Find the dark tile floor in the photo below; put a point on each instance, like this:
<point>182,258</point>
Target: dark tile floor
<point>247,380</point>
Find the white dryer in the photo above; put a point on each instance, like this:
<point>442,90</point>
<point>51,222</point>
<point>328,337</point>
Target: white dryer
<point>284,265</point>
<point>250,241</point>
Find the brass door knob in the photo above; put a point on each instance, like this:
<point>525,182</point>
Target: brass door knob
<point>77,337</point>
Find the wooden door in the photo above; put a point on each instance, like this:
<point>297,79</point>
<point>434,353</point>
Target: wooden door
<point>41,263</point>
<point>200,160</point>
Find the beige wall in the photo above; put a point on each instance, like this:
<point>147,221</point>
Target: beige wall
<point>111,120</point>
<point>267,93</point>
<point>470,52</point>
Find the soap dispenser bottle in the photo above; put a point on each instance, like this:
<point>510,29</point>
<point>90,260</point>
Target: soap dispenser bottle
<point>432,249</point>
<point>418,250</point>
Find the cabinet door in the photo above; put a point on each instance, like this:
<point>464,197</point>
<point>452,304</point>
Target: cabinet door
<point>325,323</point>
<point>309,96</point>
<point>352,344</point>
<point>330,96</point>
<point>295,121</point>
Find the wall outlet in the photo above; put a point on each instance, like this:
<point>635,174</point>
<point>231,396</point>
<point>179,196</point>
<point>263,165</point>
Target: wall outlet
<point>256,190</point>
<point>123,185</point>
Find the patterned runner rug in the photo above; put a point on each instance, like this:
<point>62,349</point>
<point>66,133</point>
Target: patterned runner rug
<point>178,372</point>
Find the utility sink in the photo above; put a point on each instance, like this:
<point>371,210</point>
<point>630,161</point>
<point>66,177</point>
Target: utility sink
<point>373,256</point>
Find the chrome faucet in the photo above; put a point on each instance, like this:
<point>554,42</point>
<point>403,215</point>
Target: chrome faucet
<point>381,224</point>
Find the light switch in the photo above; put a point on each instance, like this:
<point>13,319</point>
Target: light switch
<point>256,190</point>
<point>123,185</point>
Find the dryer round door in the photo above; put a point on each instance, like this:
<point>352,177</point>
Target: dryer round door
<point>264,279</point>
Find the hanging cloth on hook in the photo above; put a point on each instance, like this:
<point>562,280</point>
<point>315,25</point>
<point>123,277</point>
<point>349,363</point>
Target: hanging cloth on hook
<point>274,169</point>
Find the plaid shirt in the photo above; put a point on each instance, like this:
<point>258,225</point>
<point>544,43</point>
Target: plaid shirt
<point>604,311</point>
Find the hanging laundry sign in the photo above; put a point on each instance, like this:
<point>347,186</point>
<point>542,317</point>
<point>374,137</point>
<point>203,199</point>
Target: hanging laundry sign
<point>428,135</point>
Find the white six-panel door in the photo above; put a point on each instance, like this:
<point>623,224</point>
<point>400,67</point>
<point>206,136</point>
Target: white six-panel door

**Action item**
Go through the listing above and copy each line that contains "panel".

**Finished task**
Find the white six-panel door in the photo above; put a point on each instance, like this:
Target: white six-panel door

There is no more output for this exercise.